Give the data below again exactly as it stands. Omit the pictures.

══ EXTRACTED ENTRIES ══

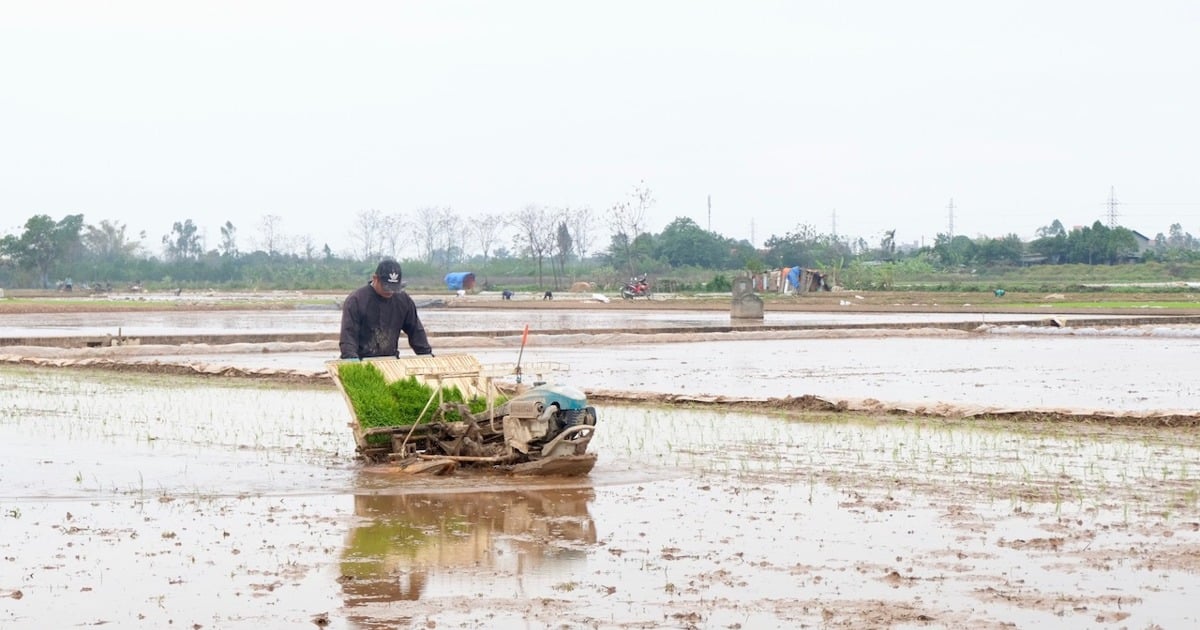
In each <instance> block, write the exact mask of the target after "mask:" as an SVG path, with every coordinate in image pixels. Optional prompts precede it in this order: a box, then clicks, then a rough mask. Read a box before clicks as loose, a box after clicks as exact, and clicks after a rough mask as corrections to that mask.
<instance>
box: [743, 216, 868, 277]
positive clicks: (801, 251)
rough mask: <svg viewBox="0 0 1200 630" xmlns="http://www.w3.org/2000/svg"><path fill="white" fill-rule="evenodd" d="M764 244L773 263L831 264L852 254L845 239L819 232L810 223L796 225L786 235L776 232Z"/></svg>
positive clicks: (774, 265) (790, 265)
mask: <svg viewBox="0 0 1200 630" xmlns="http://www.w3.org/2000/svg"><path fill="white" fill-rule="evenodd" d="M763 247H766V248H767V254H766V260H764V262H766V263H768V264H770V265H773V266H793V265H799V266H811V268H818V266H822V265H826V266H829V265H836V264H839V263H840V262H841V260H842V259H845V258H846V257H848V256H851V251H850V246H848V245H847V244H846V242H845V241H842V240H840V239H838V238H835V236H833V235H828V234H822V233H818V232H817V230H816V229H815V228H814V227H812V226H810V224H806V223H800V224H798V226H796V228H794V229H793V230H791V232H788V233H787V234H785V235H782V236H775V235H772V236H770V238H768V239H767V240H766V241H764V242H763Z"/></svg>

═══

◆ **OUTPUT BELOW**:
In each <instance> block, write the exact mask of the target after "mask:" as an SVG path, with every coordinate in image pixels. Optional prompts precede it in this order: a box, then clicks, then a rough mask. Read a box before clicks as loose, a box after clicks as exact, and clicks after a rough mask as corrections to that mask.
<instance>
box: [743, 216, 868, 277]
positive clicks: (801, 251)
rough mask: <svg viewBox="0 0 1200 630" xmlns="http://www.w3.org/2000/svg"><path fill="white" fill-rule="evenodd" d="M764 244L773 263L831 264L852 254L845 239L819 232L810 223L796 225L786 235L776 232Z"/></svg>
positive clicks: (774, 265) (790, 265)
mask: <svg viewBox="0 0 1200 630" xmlns="http://www.w3.org/2000/svg"><path fill="white" fill-rule="evenodd" d="M763 247H766V248H767V254H766V260H764V262H766V263H768V264H770V265H773V266H793V265H799V266H811V268H818V266H822V265H826V266H829V265H836V264H839V263H840V262H841V260H842V259H845V258H846V257H848V256H851V251H850V246H848V245H847V244H846V242H845V241H842V240H840V239H838V238H835V236H833V235H828V234H822V233H818V232H817V230H816V229H815V228H814V227H812V226H810V224H806V223H800V224H798V226H796V228H794V229H793V230H791V232H788V233H787V234H785V235H782V236H775V235H772V236H770V238H768V239H767V240H766V241H764V242H763Z"/></svg>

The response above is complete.